(begin)

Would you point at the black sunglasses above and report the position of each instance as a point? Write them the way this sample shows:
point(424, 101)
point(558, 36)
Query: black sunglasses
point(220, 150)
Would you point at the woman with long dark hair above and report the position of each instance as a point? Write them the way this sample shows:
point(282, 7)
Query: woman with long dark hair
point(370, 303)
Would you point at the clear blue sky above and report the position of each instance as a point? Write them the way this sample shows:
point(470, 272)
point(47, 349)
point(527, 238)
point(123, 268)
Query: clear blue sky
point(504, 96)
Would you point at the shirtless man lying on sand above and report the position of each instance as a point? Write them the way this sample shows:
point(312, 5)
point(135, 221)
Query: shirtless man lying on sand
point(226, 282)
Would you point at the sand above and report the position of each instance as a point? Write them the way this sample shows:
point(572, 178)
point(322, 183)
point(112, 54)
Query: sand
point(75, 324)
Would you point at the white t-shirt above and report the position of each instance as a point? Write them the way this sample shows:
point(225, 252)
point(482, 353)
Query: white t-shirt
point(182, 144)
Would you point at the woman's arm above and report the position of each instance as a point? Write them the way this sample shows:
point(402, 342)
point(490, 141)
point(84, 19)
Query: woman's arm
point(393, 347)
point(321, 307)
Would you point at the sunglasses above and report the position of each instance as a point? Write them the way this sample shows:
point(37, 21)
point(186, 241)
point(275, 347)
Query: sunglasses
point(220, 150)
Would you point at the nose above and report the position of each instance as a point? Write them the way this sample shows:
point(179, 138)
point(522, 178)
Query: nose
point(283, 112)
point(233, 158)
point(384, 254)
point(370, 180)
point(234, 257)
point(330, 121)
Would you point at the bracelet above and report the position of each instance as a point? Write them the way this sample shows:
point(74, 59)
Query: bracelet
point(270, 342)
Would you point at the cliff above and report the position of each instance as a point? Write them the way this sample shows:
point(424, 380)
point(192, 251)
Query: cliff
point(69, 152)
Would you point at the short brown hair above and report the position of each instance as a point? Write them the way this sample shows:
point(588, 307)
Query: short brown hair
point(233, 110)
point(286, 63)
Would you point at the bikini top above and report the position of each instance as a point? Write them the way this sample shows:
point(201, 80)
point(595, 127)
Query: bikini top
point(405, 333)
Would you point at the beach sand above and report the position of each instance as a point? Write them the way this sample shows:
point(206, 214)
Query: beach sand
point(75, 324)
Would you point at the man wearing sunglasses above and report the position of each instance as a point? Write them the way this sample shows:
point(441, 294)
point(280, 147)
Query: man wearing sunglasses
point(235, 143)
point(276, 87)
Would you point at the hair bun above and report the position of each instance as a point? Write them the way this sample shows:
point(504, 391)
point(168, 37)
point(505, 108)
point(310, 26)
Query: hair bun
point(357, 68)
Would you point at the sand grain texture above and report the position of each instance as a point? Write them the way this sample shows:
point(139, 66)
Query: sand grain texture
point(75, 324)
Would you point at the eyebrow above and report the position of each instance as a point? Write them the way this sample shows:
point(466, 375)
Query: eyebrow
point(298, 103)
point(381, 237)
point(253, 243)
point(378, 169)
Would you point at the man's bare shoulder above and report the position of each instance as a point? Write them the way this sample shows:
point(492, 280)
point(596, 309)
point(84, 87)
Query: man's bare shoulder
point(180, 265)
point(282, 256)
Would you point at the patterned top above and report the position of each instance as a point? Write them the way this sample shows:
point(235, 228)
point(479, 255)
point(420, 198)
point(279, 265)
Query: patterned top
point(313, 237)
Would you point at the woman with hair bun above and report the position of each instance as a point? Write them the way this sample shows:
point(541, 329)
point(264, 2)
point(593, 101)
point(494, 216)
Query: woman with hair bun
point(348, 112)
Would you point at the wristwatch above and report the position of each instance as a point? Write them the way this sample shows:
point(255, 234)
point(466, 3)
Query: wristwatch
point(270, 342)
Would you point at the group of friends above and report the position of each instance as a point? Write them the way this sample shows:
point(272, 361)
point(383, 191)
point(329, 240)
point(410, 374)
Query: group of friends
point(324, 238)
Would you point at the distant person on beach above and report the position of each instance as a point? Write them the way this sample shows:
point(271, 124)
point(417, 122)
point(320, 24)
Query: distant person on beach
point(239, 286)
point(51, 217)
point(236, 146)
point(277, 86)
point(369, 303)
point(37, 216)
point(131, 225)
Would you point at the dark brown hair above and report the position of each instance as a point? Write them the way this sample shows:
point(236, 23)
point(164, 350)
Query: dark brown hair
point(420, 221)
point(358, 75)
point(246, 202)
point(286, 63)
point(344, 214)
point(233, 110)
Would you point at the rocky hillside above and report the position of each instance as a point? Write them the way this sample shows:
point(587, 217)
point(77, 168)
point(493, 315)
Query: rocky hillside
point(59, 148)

(end)

* WHAT YOU ARE ASKED TO DO:
Copy the material again, starting with the line containing "Would you point at the dark" and going on through the end of the material, requests included, and add -62 to every coordinate in the answer points.

* TASK OUTPUT:
Would you point at the dark brown hair above and report the position of each instance as a point? Write them the way this sample shows:
point(236, 23)
point(164, 350)
Query: dark brown hair
point(358, 159)
point(296, 13)
point(184, 140)
point(224, 1)
point(282, 152)
point(171, 48)
Would you point at the rocky hillside above and report the position of each instance as a point? Write them the way this sample shows:
point(587, 217)
point(77, 168)
point(493, 315)
Query: rocky hillside
point(-3, 86)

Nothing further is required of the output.